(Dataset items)
........

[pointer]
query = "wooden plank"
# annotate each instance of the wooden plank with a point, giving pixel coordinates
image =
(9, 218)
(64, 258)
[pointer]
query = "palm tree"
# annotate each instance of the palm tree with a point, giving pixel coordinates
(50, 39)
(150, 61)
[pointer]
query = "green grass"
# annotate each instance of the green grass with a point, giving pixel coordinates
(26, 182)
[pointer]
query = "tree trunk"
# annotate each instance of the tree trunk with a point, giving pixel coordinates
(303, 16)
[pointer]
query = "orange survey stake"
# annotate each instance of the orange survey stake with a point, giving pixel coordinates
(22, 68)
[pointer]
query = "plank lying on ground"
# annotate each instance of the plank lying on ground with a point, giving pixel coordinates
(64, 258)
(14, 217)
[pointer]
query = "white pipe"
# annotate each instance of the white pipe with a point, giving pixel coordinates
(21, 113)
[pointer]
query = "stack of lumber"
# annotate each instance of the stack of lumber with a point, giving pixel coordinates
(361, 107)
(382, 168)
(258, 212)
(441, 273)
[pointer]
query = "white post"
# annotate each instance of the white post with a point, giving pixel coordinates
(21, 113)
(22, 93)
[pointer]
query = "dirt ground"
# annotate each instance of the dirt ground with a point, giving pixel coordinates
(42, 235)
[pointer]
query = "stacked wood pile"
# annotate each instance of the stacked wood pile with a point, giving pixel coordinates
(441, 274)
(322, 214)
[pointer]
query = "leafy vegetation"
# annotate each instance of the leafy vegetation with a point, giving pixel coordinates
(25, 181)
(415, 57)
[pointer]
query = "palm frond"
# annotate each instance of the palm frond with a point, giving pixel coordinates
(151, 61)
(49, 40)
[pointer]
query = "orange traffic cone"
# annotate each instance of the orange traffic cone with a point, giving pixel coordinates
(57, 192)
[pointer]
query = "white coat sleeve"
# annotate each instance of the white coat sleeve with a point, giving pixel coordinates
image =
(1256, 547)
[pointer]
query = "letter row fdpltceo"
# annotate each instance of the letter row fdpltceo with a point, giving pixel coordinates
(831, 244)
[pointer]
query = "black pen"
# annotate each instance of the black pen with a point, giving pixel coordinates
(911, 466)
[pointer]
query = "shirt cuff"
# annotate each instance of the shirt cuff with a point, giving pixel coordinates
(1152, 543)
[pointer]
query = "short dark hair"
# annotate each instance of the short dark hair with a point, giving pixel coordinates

........

Every entry is to be restated word for word, with nothing dropped.

[pointer]
query = "wooden plank"
# annotate each instance of the wooden plank with a point, giving pixel coordinates
image =
(9, 218)
(64, 258)
[pointer]
query = "palm tree"
# annotate each instance of the palm tree with a point, giving pixel coordinates
(50, 39)
(150, 61)
[pointer]
query = "green grass"
# annotate each instance of the green grass with a point, giving pixel coordinates
(26, 182)
[pointer]
query = "tree trunk"
# annotate each instance of the tree trunk with a point, giving pixel coordinates
(303, 16)
[pointer]
query = "orange survey stake"
# annotate each instance of the orange survey stake with a point, giving pixel coordinates
(22, 68)
[pointer]
query = "plank lying on ground"
# annotate each instance of the plank lying on ground with a point, giving pixel coordinates
(64, 258)
(14, 217)
[pointer]
query = "white pipe"
# annotate each instance of the white pipe with a point, giving pixel coordinates
(21, 113)
[pointer]
query = "stack of lumber"
# annotate each instance of the stack of lumber with a point, giving pixel coordinates
(361, 107)
(382, 168)
(258, 212)
(441, 273)
[pointer]
query = "white post"
# annotate each instance of the white post with a point, giving pixel coordinates
(21, 113)
(22, 93)
[pointer]
query = "dirt ground"
# annotate each instance of the dirt ground with a point, giving pixel coordinates
(42, 235)
[pointer]
query = "stacked wood pile"
# annotate each instance of the stacked wood pile with a point, giving pixel coordinates
(441, 274)
(322, 214)
[pointer]
query = "leafy vegetation"
# annotate each instance of the leafy vegetation with a point, giving pixel coordinates
(25, 181)
(415, 57)
[pointer]
query = "palm frond"
# annotate each instance of the palm frond with a point, giving pixel coordinates
(151, 61)
(49, 40)
[pointer]
query = "orange traffic cone"
# annotate each instance of the orange traffic cone with a point, giving pixel coordinates
(57, 192)
[pointer]
query = "white coat sleeve"
# annotate each instance of the white coat sleeve with a point, giving pixel coordinates
image =
(1256, 547)
[pointer]
query = "letter row fdpltceo"
# annotate each instance of the letter row fdpltceo with a point, giving pixel coordinates
(831, 244)
[pointer]
query = "black pen"
# annotate each instance of the black pen with a point, giving pixel coordinates
(911, 466)
[pointer]
query = "shirt cuff"
# annotate each instance of the shirt cuff with a point, giving pixel coordinates
(1152, 543)
[pointer]
query = "short dark hair"
# annotate each instance of the short dark hair with a point, giving pixel coordinates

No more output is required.